(GOAL OF THE EXERCISE):
Could you rewrite every line of the records below, requests included, scaling each coordinate in the answers by 0.55 and rounding to whole numbers with halves going up? Leave out the pictures.

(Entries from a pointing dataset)
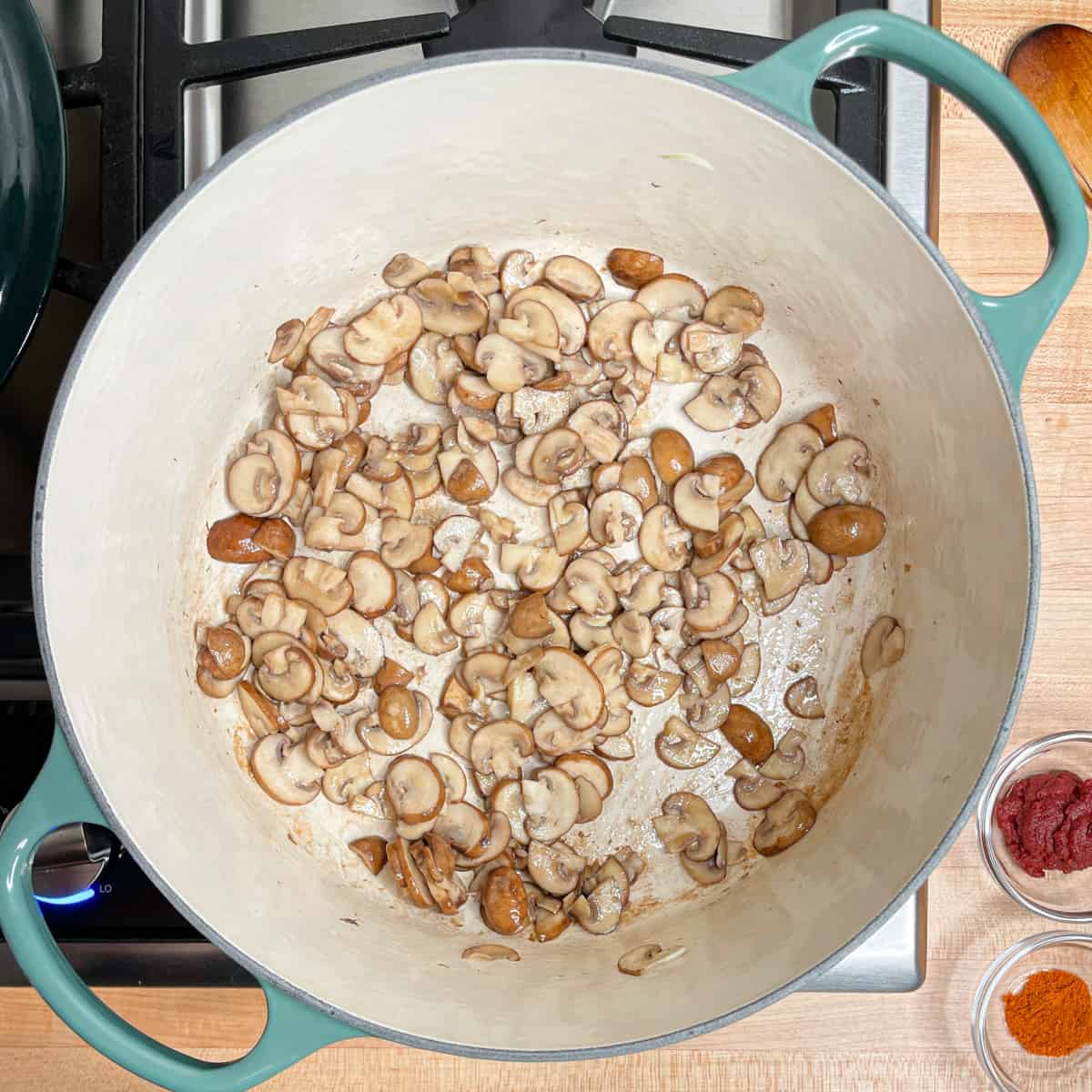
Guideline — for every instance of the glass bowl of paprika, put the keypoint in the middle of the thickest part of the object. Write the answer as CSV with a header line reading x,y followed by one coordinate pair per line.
x,y
1032,1015
1036,827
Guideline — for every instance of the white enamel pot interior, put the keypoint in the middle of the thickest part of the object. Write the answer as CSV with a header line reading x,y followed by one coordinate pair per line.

(RESULT):
Guideline — for every instance of the glass bowl of paprika, put the keypoint in the middle of the thickest part of the object. Write the answer as CSV with a header line reading x,y followed by one coordinate pair per line.
x,y
568,558
570,455
Guideline — for every instance of the white enamel pot interior, put the keypoint in the middle of the thickest part of the object. Write the answer as CSV with a header line reading x,y followed by one coordinate pair per line.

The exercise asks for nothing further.